▸ **Soal Latihan 1**:
Jawab pertanyaan berikut tentang kutipan mengenai hipotesis dan penelitian:
(a) Menurut kutipan, apa tujuan akhir kita, yang bukan penelitian?
(b) Dalam penelitian yang menghasilkan teori baru, apa tugas utama penelitian?
(c) Di mana teori Maslow dapat difalsifikasi, dan apa alasannya menurut kutipan?

▸ **Kutipan Bacaan**:

╔══

Dari hipotesis yang kita ajukan,
sebagai jawaban sementara terhadap permasalahan yang dihadapi, harus kita
verifikasi kebenarannya secara empiris dengan jalan melakukan penelitian. Namun
harus dilihat bahwa tujuan akhir kita bukanlah penelitian, melainkan menemukan
jawaban untuk menanggulangi perilaku supir bis kota yang ugal-ugalan.
Penelitian adalah kegiatan perantara untuk menguji dugaan kita apakah didukung
data atau tidak. Dalam realitas hidup yang sebenarnya, hipotesis itu diujikan
dengan mengimplementasikan sebagai kebijakan publik secara terbatas sebagai uji
coba. Pengujian hipotesis bukanlah tujuan akhir dari proses pemecahan masalah,
melainkan rekomendasi pemecahan masalah berdasarkan tesis yang telah teruji
kebenarannya.
Implikasi Penelitian
Dalam penelitian yang
menghasilkan teori baru, tugas utama penelitian adalah menyusun dan menguji
keabsahan teori tersebut. Namun, bagi penelitian terapan yang bertujuan untuk
memecahkan masalah tertentu, maka menemukan hipotesis yang teruji hanyalah
merupakan langkah awal untuk mengembangkan pemecahan masalah yang sebenarnya.
Melakukan verifikasi teori
ilmiah hanya untuk verifikasi, tidak banyak gunanya terkecuali falsifikasi
terhadap sebuah teori. Kita bisa melakukan proses falsifikasi terhadap teori
Maslow di tanah Bugis, sebab disana kebutuhan hidup tidak mengikuti hierarki
Maslow. Dengan proses falsifikasi ini maka gugurlah teori Maslow di tanah Bugis
dan digantikan oleh teori baru yang merupakan modifikasi dari teori tersebut.

╚══

▸ **Soal Latihan 2**: Ambil setiap baris catatan yang memuat kata "uniform", lalu salin baris itu. Huruf besar dan kecil dibedakan.

▸ **Catatan Tersedia**:
╔══

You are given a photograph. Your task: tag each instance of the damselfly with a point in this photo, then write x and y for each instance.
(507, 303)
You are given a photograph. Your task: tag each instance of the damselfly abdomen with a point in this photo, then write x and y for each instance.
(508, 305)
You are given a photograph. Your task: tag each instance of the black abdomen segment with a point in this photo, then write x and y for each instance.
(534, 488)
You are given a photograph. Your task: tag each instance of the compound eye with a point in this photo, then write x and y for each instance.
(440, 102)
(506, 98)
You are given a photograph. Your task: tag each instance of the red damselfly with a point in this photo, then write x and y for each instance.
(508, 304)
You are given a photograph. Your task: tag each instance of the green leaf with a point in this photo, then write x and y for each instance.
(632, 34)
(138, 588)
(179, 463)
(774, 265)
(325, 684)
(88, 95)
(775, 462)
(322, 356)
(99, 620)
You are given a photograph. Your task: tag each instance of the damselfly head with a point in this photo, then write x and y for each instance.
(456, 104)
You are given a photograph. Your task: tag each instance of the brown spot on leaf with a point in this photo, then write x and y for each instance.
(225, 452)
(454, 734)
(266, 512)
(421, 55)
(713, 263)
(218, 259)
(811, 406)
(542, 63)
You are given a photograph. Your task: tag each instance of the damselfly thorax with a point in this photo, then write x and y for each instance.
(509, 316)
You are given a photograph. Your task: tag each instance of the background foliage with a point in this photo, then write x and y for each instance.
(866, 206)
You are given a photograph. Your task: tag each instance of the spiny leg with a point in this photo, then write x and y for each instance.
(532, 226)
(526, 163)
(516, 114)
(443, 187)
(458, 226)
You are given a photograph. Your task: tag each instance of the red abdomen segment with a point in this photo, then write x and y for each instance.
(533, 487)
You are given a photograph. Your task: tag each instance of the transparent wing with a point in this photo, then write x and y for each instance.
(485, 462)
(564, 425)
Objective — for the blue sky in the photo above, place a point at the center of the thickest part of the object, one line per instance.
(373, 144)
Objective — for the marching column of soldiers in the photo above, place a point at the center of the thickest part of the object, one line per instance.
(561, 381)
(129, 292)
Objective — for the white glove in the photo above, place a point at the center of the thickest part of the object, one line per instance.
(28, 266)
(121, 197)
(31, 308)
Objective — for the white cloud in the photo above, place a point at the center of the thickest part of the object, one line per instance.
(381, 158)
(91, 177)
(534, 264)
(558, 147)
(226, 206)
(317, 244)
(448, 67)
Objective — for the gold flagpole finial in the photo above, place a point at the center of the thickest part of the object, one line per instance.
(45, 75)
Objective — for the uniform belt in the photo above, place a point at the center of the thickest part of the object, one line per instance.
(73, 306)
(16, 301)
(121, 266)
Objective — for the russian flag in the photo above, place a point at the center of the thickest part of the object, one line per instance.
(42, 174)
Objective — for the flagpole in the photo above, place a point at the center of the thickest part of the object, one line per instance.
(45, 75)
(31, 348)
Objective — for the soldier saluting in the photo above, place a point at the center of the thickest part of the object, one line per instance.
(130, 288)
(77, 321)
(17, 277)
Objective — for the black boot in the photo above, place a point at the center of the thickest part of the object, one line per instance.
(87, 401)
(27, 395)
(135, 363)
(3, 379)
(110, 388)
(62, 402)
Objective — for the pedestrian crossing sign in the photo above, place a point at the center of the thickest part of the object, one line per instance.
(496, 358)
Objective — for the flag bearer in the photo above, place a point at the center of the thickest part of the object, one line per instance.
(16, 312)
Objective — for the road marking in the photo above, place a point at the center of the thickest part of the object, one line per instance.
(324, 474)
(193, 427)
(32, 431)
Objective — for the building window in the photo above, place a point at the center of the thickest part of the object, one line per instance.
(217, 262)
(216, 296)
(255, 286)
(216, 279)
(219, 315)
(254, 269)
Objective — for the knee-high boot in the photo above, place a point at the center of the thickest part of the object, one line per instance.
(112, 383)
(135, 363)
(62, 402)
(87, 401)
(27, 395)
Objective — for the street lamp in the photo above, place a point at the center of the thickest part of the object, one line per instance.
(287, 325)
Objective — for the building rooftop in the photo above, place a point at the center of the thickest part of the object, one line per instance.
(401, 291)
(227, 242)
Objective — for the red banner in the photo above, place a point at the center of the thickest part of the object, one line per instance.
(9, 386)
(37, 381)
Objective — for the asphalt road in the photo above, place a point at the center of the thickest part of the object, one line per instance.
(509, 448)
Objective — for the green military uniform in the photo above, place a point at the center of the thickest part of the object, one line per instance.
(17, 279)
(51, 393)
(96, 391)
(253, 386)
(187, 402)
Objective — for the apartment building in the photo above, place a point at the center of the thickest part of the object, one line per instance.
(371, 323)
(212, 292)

╚══
╔══

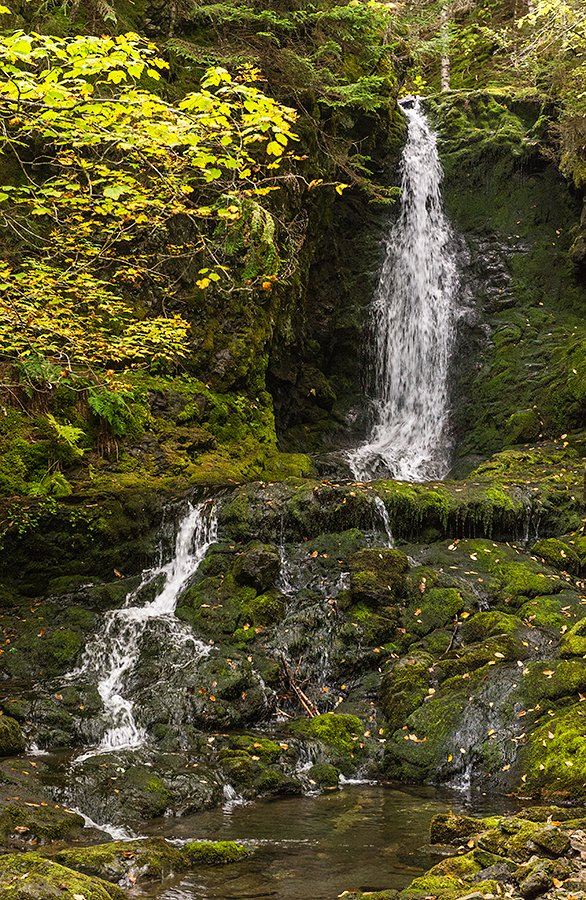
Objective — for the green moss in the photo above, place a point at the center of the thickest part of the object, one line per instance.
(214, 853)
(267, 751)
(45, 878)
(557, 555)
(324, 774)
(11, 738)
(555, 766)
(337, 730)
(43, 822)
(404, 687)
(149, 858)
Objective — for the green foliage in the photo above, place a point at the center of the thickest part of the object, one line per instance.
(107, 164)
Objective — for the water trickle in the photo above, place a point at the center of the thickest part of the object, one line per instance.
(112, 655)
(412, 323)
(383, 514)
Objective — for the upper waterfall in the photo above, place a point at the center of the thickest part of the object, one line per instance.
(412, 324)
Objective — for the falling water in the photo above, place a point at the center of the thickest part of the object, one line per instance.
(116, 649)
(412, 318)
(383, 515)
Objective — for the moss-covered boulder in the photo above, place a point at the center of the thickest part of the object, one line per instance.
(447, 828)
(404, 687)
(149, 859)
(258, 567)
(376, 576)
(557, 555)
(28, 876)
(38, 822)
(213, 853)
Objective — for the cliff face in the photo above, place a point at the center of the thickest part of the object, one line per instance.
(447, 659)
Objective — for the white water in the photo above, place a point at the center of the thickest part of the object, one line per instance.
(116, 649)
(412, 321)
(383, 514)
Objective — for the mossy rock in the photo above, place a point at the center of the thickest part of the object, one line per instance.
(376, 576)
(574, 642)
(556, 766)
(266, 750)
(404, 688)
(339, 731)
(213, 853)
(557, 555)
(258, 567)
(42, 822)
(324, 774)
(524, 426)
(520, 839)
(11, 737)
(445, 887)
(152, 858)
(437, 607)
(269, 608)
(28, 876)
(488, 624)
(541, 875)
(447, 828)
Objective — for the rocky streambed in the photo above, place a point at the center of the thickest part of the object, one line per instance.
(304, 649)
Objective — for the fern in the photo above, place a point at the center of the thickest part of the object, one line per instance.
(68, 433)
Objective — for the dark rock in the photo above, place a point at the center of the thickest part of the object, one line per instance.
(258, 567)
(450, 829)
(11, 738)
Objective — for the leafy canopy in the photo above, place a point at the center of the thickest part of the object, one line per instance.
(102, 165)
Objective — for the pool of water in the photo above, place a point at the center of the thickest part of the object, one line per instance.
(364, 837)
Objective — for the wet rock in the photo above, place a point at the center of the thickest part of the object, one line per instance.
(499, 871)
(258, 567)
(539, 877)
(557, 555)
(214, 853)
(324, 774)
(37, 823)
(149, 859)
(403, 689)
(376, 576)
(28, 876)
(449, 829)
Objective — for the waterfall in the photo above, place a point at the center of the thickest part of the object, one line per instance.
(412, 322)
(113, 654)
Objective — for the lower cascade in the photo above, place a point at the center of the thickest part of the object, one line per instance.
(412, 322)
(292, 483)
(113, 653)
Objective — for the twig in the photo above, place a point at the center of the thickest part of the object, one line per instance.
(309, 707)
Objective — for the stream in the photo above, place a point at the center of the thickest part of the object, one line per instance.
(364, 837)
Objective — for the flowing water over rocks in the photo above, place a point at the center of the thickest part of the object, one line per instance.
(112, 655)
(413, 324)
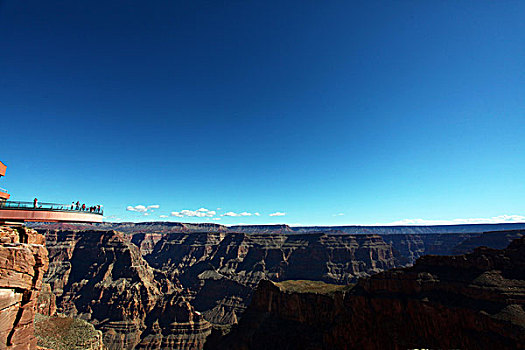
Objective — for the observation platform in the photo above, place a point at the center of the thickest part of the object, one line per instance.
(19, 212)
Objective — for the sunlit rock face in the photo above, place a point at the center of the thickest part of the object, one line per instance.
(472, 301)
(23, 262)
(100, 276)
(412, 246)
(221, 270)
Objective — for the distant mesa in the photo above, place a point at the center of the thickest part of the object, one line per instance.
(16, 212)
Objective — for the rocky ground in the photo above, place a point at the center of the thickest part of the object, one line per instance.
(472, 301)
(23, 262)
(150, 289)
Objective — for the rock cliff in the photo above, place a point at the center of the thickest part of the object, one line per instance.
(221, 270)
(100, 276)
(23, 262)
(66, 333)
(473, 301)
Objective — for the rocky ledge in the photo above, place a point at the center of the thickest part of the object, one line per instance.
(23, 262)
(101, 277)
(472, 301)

╚══

▸ **Pembahasan Lengkap 1**:
(a) Menemukan jawaban untuk menanggulangi perilaku supir bis kota yang ugal-ugalan.
(b) Menyusun dan menguji keabsahan teori tersebut.
(c) Di tanah Bugis, sebab di sana kebutuhan hidup tidak mengikuti hierarki Maslow.

▸ **Pembahasan Lengkap 2**:
Objective — for the uniform belt in the photo above, place a point at the center of the thickest part of the object, one line per instance.
Objective — for the green military uniform in the photo above, place a point at the center of the thickest part of the object, one line per instance.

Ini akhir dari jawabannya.